- [Required work]
A – In the Alonzo post, who saw the obituary and called the narrator's brother?
B – Rewrite the paragraph of the Alonzo post beginning "I left work early" in fewer words, keeping its main facts.
C – Reproduce word for word the part of the Alonzo post starting at "TheBanyanTree: Alonzo" and ending at "when I arrived.".

-------- Document

TheBanyanTree: Alonzo
Mike Pingleton
pingleto at ncsa.uiuc.edu
Sun Sep 7 19:55:34 PDT 2003
My brother called me at work Friday, long distance and I knew it could not
be good. "I thought you might want to know," he said. "Sue saw the
obituary and called me to get in touch with you." My sister is one of
those daily obituary readers. I thanked Dan and inquired about his family
- I don't get back to my home town much any more.
I left work early and put on my good suit. Wedding clothes. Funeral
clothes. Nell had gassed up the car for me, saving me a little time and
trouble - I had a three hour drive ahead of me and rush hour to deal with
when I arrived.

----------------
-------- Dataset content

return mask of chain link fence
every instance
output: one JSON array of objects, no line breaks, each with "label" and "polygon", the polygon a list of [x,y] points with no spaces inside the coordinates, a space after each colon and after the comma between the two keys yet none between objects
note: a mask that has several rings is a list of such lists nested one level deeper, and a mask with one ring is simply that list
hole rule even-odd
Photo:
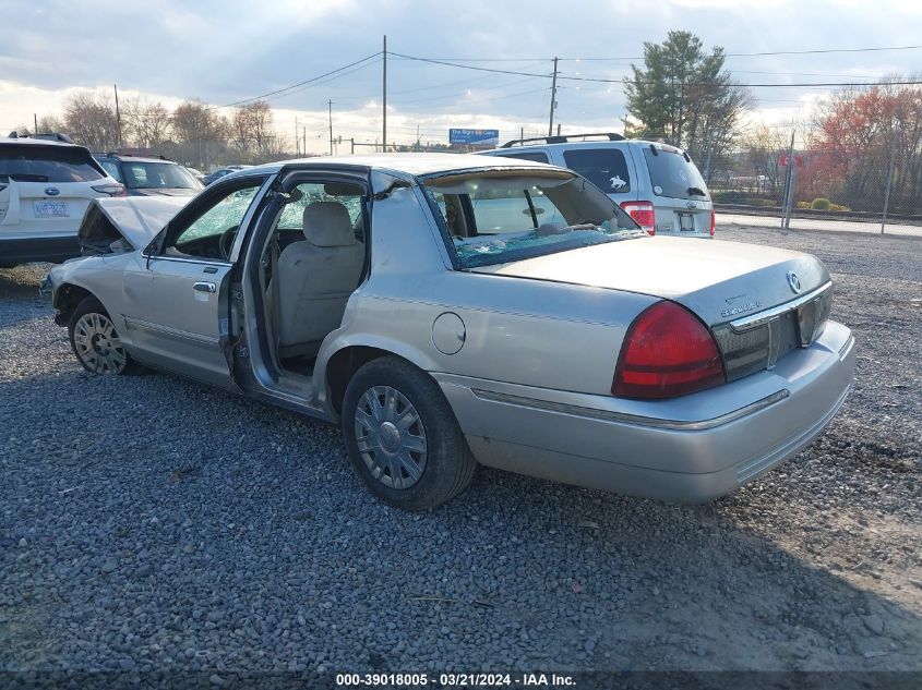
[{"label": "chain link fence", "polygon": [[895,131],[860,152],[739,152],[710,184],[717,220],[922,237],[922,149],[902,140]]}]

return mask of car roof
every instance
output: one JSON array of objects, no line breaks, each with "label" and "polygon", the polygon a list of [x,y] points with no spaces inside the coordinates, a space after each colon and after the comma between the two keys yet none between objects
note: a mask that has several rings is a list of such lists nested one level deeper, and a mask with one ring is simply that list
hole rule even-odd
[{"label": "car roof", "polygon": [[[620,140],[618,142],[608,142],[608,141],[590,141],[590,142],[561,142],[559,144],[525,144],[523,146],[507,146],[501,148],[491,148],[490,150],[481,152],[482,154],[487,154],[490,156],[504,156],[511,155],[515,152],[531,152],[531,150],[546,150],[546,149],[571,149],[571,148],[619,148],[621,146],[663,146],[662,142],[650,142],[648,140],[643,138],[625,138]],[[668,146],[668,144],[667,144]],[[673,148],[679,148],[673,146]],[[679,148],[679,150],[683,150]]]},{"label": "car roof", "polygon": [[280,160],[254,168],[237,170],[235,171],[235,175],[273,173],[289,167],[326,168],[331,166],[369,168],[412,177],[484,168],[515,167],[547,169],[554,167],[531,160],[516,160],[514,164],[511,164],[508,159],[496,159],[491,156],[477,156],[474,154],[372,154],[366,156],[315,156],[312,158]]},{"label": "car roof", "polygon": [[10,138],[8,136],[0,136],[0,144],[22,146],[58,146],[64,148],[86,148],[80,144],[71,144],[70,142],[56,142],[47,138],[33,138],[31,136],[20,136],[19,138]]},{"label": "car roof", "polygon": [[135,162],[169,162],[173,165],[179,165],[175,160],[170,160],[169,158],[157,158],[156,156],[132,156],[131,154],[93,154],[93,157],[97,160],[100,158],[110,158],[112,160],[125,160]]}]

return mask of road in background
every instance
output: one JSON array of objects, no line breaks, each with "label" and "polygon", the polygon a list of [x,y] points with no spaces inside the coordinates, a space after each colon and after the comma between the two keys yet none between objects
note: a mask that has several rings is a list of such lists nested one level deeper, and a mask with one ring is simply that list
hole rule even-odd
[{"label": "road in background", "polygon": [[[717,225],[734,225],[754,228],[780,228],[777,216],[751,216],[749,214],[725,214],[717,211]],[[791,218],[790,230],[830,230],[837,232],[870,232],[881,234],[881,222],[864,220],[822,220],[816,218]],[[901,234],[922,238],[922,226],[901,226],[887,221],[884,234]]]}]

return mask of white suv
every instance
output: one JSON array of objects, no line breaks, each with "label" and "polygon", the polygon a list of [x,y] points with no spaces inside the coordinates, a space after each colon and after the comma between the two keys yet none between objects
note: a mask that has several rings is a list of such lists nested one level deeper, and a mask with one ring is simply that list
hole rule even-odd
[{"label": "white suv", "polygon": [[714,204],[705,181],[688,154],[674,146],[606,132],[514,140],[483,155],[570,168],[650,234],[714,237]]},{"label": "white suv", "polygon": [[123,193],[83,146],[0,138],[0,266],[79,256],[91,199]]}]

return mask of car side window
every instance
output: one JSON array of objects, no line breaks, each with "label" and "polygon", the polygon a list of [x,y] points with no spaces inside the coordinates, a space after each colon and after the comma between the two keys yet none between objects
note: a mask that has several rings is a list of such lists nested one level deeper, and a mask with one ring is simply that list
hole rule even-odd
[{"label": "car side window", "polygon": [[566,167],[575,170],[606,194],[631,191],[624,154],[616,148],[572,148],[563,152]]},{"label": "car side window", "polygon": [[112,162],[111,160],[103,160],[99,162],[103,166],[103,169],[109,173],[109,177],[118,182],[123,182],[121,179],[121,170],[119,170],[119,164]]},{"label": "car side window", "polygon": [[164,253],[227,259],[237,230],[262,184],[262,179],[248,180],[219,195],[176,234],[170,233]]}]

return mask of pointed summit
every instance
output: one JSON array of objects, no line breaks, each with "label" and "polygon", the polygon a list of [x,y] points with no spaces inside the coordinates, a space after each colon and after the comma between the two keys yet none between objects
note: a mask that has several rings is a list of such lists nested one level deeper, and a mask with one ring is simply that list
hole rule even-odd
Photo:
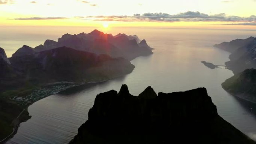
[{"label": "pointed summit", "polygon": [[151,86],[149,86],[139,95],[140,98],[144,99],[151,99],[156,97],[156,93],[154,91],[154,89]]},{"label": "pointed summit", "polygon": [[94,30],[91,32],[89,34],[98,34],[98,34],[104,34],[104,33],[103,32],[100,31],[98,31],[97,30],[95,29],[95,30]]},{"label": "pointed summit", "polygon": [[19,49],[17,51],[12,55],[13,56],[19,56],[25,55],[31,55],[34,53],[34,49],[28,46],[24,45],[22,47]]},{"label": "pointed summit", "polygon": [[129,96],[132,95],[129,92],[128,87],[125,84],[122,85],[120,91],[118,93],[118,95],[121,95],[122,96]]},{"label": "pointed summit", "polygon": [[4,50],[0,48],[0,62],[6,62],[9,65],[10,64],[10,61],[7,58],[6,54],[5,53]]},{"label": "pointed summit", "polygon": [[139,46],[140,47],[149,47],[149,46],[148,45],[147,45],[147,42],[146,41],[146,40],[141,40],[140,43],[139,43],[138,44]]}]

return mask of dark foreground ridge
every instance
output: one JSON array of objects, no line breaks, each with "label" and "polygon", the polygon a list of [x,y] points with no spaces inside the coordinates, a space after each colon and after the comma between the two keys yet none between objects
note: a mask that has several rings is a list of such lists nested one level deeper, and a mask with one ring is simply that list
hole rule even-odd
[{"label": "dark foreground ridge", "polygon": [[247,69],[235,74],[222,86],[230,94],[256,103],[256,70]]},{"label": "dark foreground ridge", "polygon": [[70,144],[255,144],[217,114],[204,88],[138,96],[127,86],[97,95]]}]

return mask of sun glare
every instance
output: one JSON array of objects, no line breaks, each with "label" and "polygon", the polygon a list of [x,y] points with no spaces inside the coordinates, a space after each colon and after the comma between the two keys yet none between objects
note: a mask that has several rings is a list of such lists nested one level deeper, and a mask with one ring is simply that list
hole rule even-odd
[{"label": "sun glare", "polygon": [[103,24],[102,24],[102,25],[103,25],[103,27],[105,28],[107,28],[108,27],[109,27],[109,24],[107,22],[103,23]]}]

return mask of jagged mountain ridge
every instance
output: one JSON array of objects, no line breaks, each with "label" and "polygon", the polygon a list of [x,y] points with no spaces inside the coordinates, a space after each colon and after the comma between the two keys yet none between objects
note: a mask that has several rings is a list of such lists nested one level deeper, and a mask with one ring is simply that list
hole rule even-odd
[{"label": "jagged mountain ridge", "polygon": [[[140,44],[142,41],[143,45]],[[153,53],[153,49],[145,43],[146,44],[144,40],[141,41],[136,35],[119,34],[113,36],[95,30],[88,34],[82,33],[74,35],[66,34],[59,38],[58,42],[47,40],[43,45],[36,47],[35,50],[39,52],[65,46],[97,54],[107,54],[113,57],[122,57],[130,60]]]},{"label": "jagged mountain ridge", "polygon": [[256,68],[256,38],[233,40],[214,46],[231,52],[230,61],[225,63],[227,67],[234,74],[246,69]]},{"label": "jagged mountain ridge", "polygon": [[[11,76],[0,78],[0,90],[19,88],[27,82],[43,84],[101,81],[130,73],[134,68],[123,58],[113,58],[65,47],[36,52],[24,46],[9,60],[10,70],[8,74]],[[3,71],[6,69],[3,67],[1,68]]]},{"label": "jagged mountain ridge", "polygon": [[248,69],[235,74],[222,84],[233,95],[256,103],[256,70]]},{"label": "jagged mountain ridge", "polygon": [[206,89],[138,96],[127,86],[96,96],[75,144],[255,144],[217,114]]}]

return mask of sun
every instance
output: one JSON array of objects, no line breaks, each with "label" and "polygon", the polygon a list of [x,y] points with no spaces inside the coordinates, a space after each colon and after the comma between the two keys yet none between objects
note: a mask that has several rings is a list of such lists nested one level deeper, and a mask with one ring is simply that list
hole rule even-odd
[{"label": "sun", "polygon": [[108,27],[109,27],[109,23],[107,22],[104,22],[103,24],[102,24],[102,25],[103,25],[103,27],[105,28],[107,28]]}]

----------------

- [List of solutions]
A – Sue, the narrator's sister, saw the obituary and called the brother.

B – The narrator left work early and put on a good suit, the one used for weddings and funerals. Nell had already filled the car with gas, which saved some time before a three-hour drive that would end in rush hour.

C –
TheBanyanTree: Alonzo
Mike Pingleton
pingleto at ncsa.uiuc.edu
Sun Sep 7 19:55:34 PDT 2003
My brother called me at work Friday, long distance and I knew it could not
be good. "I thought you might want to know," he said. "Sue saw the
obituary and called me to get in touch with you." My sister is one of
those daily obituary readers. I thanked Dan and inquired about his family
- I don't get back to my home town much any more.
I left work early and put on my good suit. Wedding clothes. Funeral
clothes. Nell had gassed up the car for me, saving me a little time and
trouble - I had a three hour drive ahead of me and rush hour to deal with
when I arrived.